— PROBLEM TO WORK ON —
Could you continue the news article below about the Khadr family's lawsuit in Pakistan, picking up right after its final paragraph?

— EXCERPT TO READ —
The lawsuit, against various agencies of the Pakistani government, seeks information about the whereabouts of Mr. Khadr and his 14-year-old son, Abdulkarim Khadr, both of whom were reported to have been involved in a skirmish with Pakistani security forces in early October near the Pakistani-Afghan border.
The Khadr family is also demanding the Canadian government provide them with new passports to return to Canada. Ottawa says the family is free to return to Canada on emergency travel documents, but will not issue them full passports because they are on a list of Canadians who have repeatedly declared their passports lost or stolen.
At a press conference in Islamabad yesterday, Mr. Khadr's wife and daughter, Canadian citizens who are living in Pakistan, demanded to know what happened to Mr. Khadr and his youngest son.
In the weeks following the skirmish in South Waziristan on the border with Afghanistan, there were unconfirmed reports that Mr. Khadr had died and that his son had been injured. But neither the Pakistani security forces nor Canadian government officials have been able to provide any conclusive information about their whereabouts.
"They didn't disappear into thin air," said Zaynab Khadr, Mr. Khadr's daughter, who is one of the petitioners in the lawsuit along with her mother, Maha Elsamnah.
"It seems the Pakistani army ambushed them," said Ms. Khadr, 24, in a telephone interview from Islamabad yesterday. "It was all over the news here when it [the skirmish] happened, but now we don't know anything more. That's why we have launched this lawsuit."
Khalid Khawaja, a former senior intelligence officer for Pakistan's Inter Services Intelligence agency, is also named as a petitioner in the lawsuit.
In addition to bin Laden, Mr. Khawaja also counts Sheikh Mubarek Gilani as one of his closest friends. Mr. Gilani's organization was suspected of backing Richard Reid, the shoebomber, who tried to hijack a flight from Paris to Miami two years ago. Both Mr. Gilani and Mr. Khawaja were briefly detained for questioning following the kidnapping and murder of Wall Street Journal correspondent Daniel Pearl, who had tried to link Sheikh Gilani to Mr. Reid.
Mr. Pearl had been trying to arrange an interview with Sheikh Gilani just before his disappearance in Karachi last year.
"In the world of militant Islam, Khalid Khawaja seems to be a friend of just about everyone," said a reporter for CBS who profiled Mr. Khawaja after Mr. Pearl's murder in 2002.
Mr. Khawaja, who denies any knowledge of Mr. Pearl's kidnapping and murder, said he is also a friend of the Khadrs. In an interview from his home in Islamabad yesterday he said he is providing financial assistance to the Khadr women, who are living in the Pakistani capital as his "guests." He said his organization, the Muslim Solidarity Movement, is assisting in the lawsuit as a "humanitarian" gesture.
"These poor innocent ladies have suffered so much," Mr. Khawaja said. "They have to hide their identities. No one will rent a house to them here. They live in utter terror."

— DATA EXTRACT —

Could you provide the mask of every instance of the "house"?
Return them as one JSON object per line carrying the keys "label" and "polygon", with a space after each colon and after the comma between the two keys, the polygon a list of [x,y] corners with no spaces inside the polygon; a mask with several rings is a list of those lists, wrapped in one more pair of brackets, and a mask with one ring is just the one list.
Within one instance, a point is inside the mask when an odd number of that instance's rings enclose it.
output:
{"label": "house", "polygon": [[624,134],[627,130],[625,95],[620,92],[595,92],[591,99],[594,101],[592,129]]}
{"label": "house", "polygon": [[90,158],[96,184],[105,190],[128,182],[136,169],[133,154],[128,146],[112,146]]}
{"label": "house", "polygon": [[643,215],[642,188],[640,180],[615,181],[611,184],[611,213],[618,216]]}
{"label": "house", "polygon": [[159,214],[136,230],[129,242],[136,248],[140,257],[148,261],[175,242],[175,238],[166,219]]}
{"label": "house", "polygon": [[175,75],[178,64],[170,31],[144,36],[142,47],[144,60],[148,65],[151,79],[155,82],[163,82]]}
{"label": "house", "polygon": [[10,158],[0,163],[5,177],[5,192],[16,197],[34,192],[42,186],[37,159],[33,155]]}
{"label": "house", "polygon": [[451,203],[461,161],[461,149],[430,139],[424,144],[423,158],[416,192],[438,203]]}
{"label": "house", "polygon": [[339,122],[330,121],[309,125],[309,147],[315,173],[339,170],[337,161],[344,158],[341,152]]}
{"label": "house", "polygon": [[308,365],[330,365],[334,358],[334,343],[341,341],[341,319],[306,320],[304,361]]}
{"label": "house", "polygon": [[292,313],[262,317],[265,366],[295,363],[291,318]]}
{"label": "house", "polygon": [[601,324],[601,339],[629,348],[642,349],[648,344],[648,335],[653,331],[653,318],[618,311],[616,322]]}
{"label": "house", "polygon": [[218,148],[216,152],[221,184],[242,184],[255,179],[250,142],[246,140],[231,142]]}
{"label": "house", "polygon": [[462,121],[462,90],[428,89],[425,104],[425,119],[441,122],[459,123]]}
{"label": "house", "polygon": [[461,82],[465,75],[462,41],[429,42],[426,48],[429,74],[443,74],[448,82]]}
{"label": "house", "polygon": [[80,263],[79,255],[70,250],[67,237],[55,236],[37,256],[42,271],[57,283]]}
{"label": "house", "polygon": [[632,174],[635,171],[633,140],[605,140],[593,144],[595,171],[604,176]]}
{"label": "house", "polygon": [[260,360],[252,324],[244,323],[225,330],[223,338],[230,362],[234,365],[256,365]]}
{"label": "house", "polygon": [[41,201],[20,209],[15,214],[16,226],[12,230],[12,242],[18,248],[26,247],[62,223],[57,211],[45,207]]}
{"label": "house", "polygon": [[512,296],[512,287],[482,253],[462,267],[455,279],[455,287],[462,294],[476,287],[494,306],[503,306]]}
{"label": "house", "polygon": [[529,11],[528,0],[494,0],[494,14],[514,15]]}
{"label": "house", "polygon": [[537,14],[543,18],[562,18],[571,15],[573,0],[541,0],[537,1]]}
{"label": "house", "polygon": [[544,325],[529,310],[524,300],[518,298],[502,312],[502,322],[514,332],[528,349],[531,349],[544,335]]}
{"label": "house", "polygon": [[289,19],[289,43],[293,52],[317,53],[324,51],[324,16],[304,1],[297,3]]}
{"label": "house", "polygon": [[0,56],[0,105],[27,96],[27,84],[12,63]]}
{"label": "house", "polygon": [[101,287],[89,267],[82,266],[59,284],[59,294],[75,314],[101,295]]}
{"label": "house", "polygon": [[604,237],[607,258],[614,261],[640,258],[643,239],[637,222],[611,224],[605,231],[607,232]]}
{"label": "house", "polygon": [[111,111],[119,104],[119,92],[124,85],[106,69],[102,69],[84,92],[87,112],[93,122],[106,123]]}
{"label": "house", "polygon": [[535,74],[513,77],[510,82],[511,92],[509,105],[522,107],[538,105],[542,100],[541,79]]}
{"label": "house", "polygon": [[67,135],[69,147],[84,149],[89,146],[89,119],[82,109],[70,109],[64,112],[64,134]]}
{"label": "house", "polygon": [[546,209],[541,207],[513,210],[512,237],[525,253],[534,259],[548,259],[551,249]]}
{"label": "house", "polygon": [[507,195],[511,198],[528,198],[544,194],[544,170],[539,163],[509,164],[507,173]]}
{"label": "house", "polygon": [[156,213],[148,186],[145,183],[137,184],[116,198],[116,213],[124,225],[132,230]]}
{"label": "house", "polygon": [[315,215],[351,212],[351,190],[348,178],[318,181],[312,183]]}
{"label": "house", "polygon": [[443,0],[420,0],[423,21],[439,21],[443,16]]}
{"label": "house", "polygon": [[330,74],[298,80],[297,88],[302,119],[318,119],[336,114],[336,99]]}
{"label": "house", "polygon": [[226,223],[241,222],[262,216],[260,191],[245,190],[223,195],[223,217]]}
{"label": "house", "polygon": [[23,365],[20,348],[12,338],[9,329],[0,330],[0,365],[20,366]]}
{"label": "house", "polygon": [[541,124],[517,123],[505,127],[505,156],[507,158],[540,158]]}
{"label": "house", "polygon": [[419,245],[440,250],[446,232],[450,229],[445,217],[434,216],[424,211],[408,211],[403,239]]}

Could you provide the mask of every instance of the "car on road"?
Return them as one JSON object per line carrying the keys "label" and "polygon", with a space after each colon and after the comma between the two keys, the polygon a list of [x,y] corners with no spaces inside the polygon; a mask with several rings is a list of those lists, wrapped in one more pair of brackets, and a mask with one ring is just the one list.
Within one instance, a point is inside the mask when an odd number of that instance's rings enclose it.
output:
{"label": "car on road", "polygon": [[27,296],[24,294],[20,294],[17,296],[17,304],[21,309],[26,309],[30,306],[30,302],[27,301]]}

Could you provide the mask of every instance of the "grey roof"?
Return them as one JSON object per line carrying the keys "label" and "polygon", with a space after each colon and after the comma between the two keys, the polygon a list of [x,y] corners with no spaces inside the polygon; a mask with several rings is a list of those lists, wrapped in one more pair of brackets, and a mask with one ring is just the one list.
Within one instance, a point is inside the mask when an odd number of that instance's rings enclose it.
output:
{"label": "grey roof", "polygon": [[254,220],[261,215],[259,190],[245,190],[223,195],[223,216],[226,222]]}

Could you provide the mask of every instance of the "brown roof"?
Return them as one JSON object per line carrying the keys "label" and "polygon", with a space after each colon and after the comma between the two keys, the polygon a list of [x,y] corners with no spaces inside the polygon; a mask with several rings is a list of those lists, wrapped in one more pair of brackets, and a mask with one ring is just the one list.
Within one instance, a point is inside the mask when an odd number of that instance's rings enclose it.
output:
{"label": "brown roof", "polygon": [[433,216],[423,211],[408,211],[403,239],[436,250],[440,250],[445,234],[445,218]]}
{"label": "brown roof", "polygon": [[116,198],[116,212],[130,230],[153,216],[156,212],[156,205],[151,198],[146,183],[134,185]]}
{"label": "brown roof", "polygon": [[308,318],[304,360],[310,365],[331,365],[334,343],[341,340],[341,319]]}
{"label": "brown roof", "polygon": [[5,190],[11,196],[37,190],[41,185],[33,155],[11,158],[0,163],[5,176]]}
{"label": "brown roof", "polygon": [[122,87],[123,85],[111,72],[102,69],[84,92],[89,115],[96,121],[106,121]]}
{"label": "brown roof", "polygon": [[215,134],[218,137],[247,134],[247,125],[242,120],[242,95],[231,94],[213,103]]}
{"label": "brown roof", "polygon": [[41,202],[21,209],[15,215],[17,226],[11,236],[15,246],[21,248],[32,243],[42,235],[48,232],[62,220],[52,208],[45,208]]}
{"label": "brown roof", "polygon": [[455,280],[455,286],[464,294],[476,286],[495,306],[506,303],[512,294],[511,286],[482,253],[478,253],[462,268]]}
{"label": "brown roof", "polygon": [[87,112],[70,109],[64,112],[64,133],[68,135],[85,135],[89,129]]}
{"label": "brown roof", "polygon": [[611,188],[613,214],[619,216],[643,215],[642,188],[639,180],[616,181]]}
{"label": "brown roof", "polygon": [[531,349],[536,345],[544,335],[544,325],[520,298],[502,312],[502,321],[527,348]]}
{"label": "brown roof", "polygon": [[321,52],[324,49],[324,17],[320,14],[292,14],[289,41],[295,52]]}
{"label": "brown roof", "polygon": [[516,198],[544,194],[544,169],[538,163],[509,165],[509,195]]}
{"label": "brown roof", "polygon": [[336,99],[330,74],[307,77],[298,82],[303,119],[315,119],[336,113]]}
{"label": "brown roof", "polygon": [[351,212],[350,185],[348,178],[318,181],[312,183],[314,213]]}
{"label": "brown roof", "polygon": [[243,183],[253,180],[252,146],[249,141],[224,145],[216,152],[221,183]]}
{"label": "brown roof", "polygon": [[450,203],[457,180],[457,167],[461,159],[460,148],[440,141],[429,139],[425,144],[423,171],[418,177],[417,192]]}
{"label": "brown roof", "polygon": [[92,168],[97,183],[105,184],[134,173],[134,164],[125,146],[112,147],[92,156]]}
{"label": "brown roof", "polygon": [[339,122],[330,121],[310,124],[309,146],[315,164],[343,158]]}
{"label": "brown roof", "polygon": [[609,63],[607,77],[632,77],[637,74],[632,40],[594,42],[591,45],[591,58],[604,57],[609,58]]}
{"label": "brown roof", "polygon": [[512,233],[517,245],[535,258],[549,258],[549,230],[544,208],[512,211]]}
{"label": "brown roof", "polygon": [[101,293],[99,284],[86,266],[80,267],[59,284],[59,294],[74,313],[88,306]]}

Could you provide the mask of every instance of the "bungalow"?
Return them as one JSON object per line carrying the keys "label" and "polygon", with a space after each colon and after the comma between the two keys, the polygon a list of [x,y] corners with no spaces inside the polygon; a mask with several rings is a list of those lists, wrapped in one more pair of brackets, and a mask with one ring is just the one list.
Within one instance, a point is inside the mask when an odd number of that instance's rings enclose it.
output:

— TASK ANSWER —
Pakistani security forces tried to shut down the press conference yesterday by removing microphones and confiscating press releases. According to a report by Agence France-Presse, a Pakistani government official interrupted the conference to tell journalists the Khadr family is linked to al-Qaeda.
"We have secret information that there is a link to al-Qaeda," said Asadullah Faiz, the government official, who also accused the Khadrs' lawyer, Hashmat Habib, of close links to the terrorist organization.
In interviews yesterday, both Ms. Khadr and Mr. Habib denied any links to al-Qaeda.
"The family has no link with terrorism," said Mr. Habib, adding he has targeted the Pakistani Interior Ministry, the Army and the Information Ministry demanding information on the whereabouts of Ahmed Khadr and his son.
"They worked in Afghanistan and Pakistan for nearly 20 years and their organization has been funded by UN agencies."
The Khadr family has long maintained they worked as aid workers in Afghanistan when the Taliban was in power. But after the Sept. 11 terrorist strikes, Ahmed Khadr appeared on the U.S.'s most wanted list of suspected terrorists. Mr. Khadr has reportedly been in hiding since the Sept. 11 strikes.
Ms. Khadr said she last heard from her father and brother last September, about a month before the raid by Pakistani forces on a suspected al-Qaeda safe house in Angoor Adda in South Waziristan.
"We don't know anything that has happened to my father and brother," said Abdulrahman Khadr, who was recently released from the U.S. detention facility at Guantanamo, Cuba, where he was being held on suspicion of terrorism. Mr. Khadr is living with his grandparents in Toronto. His younger brother, Omar, 17, is still being held at Guantanamo although he has not been formally charged.
Both Mr. Habib and Mr. Khawaja said they do not think the Pakistani Supreme Court will respond to their lawsuit during the first scheduled hearing next week. Mr. Khawaja blamed George Bush, the U.S. President, and "the Jewish conspiracy" for fomenting terrorism.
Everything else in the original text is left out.